## Task to complete
Reproduce the listing below in full and without alteration, apart from its pictures.

## Records supplied
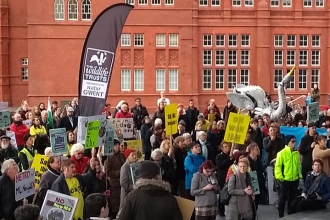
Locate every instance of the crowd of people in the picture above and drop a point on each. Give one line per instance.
(194, 163)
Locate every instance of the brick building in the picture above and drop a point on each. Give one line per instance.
(189, 48)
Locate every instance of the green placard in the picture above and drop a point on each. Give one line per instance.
(92, 134)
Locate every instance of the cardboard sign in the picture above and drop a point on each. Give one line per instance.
(171, 119)
(24, 184)
(236, 128)
(92, 134)
(58, 141)
(313, 112)
(58, 206)
(39, 164)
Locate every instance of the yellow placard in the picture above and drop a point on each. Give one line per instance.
(135, 145)
(40, 165)
(171, 119)
(236, 128)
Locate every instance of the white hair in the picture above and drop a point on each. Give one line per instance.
(157, 153)
(76, 147)
(6, 165)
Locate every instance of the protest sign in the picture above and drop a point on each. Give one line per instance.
(24, 184)
(58, 141)
(58, 206)
(171, 119)
(123, 127)
(236, 128)
(82, 126)
(12, 138)
(4, 119)
(92, 134)
(39, 164)
(313, 112)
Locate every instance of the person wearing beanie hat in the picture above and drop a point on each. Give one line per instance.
(150, 187)
(288, 171)
(26, 155)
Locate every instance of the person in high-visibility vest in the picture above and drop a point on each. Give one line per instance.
(27, 154)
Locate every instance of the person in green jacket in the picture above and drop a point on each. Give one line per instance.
(288, 172)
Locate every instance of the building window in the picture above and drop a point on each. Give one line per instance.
(302, 83)
(291, 41)
(207, 57)
(169, 2)
(232, 78)
(59, 9)
(220, 40)
(315, 77)
(316, 58)
(232, 42)
(245, 40)
(215, 2)
(207, 79)
(207, 40)
(278, 76)
(131, 2)
(173, 40)
(232, 57)
(245, 57)
(138, 39)
(86, 10)
(278, 40)
(290, 57)
(303, 57)
(125, 80)
(278, 57)
(219, 79)
(307, 3)
(73, 10)
(125, 40)
(25, 61)
(138, 80)
(274, 3)
(219, 57)
(203, 2)
(316, 40)
(319, 3)
(143, 2)
(155, 2)
(160, 39)
(173, 80)
(303, 42)
(25, 73)
(160, 80)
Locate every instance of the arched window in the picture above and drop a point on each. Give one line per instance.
(86, 10)
(73, 10)
(59, 9)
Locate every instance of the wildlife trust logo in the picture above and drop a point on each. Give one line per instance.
(98, 64)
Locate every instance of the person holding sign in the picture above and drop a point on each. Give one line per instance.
(70, 183)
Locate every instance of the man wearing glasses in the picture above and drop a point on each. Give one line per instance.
(288, 172)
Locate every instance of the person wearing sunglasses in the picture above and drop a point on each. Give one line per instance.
(288, 172)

## Response to this task
Locate every instance of the crowd of people in the picture above and drop a point on each. Give one line per instance.
(194, 163)
Locate every instance of the brick building in the picture above and drop a point on each. Give one line per instance.
(189, 48)
Locate every instance of the green placard in the picture above and drop a point on each. Give one line per instance.
(92, 134)
Locate every instance of the cardboard sign in the picture above and drop a point on each. Give one line per instance.
(171, 119)
(24, 184)
(236, 128)
(92, 134)
(58, 141)
(313, 112)
(58, 206)
(39, 164)
Locate every instance of the yellow placard in the picture above and drop a point on each. Give one line per instance.
(135, 145)
(40, 165)
(171, 119)
(236, 128)
Locate every instance of the white hair in the picture above and drop a point on each. Give one line per instance.
(157, 153)
(76, 147)
(6, 165)
Locate every instance of the protest sign in the picture above and drop a point on each. Give one line per instance.
(24, 184)
(58, 141)
(58, 206)
(171, 119)
(123, 127)
(236, 128)
(82, 126)
(12, 138)
(4, 119)
(92, 134)
(39, 164)
(313, 112)
Locate every instance of the person wearing beanie hat in the picture above and drop a point on each. Give one line per instance.
(150, 187)
(288, 171)
(26, 155)
Locate every instance of the person in high-visibility vest in the picture above and drop a point on each. Give one line per instance.
(27, 154)
Locate every instance of the person in green jacket in the picture above and drop a point on each. Give one line per instance.
(288, 172)
Locate every instance of the building window in the picture above and drop a point on each. Give one line per instance.
(302, 83)
(291, 41)
(207, 57)
(169, 2)
(232, 78)
(59, 9)
(220, 40)
(315, 77)
(316, 58)
(232, 42)
(245, 40)
(215, 2)
(207, 79)
(207, 40)
(278, 76)
(131, 2)
(173, 40)
(232, 57)
(245, 57)
(138, 39)
(86, 10)
(278, 40)
(290, 57)
(303, 57)
(125, 80)
(278, 57)
(219, 79)
(307, 3)
(73, 10)
(125, 40)
(25, 61)
(138, 80)
(274, 3)
(219, 57)
(203, 2)
(316, 40)
(319, 3)
(143, 2)
(155, 2)
(160, 39)
(173, 80)
(303, 42)
(25, 73)
(160, 80)
Locate every instance of the arched window in the picture above and drop a point on each. Give one line per instance.
(86, 10)
(73, 10)
(59, 9)
Locate every instance of the wildlife trust logo in the picture above and drop a point on each. Give one line per instance.
(98, 64)
Locate every instance of the person holding sign in the picture above and drop a point on each. Give one line per instance.
(70, 183)
Locate every instance of the man wearing glasses in the picture above and drop a point on each. Give one line per instance.
(288, 172)
Locate every instance of the person wearing sunglasses in the picture above and drop a point on each. Give one line per instance.
(288, 172)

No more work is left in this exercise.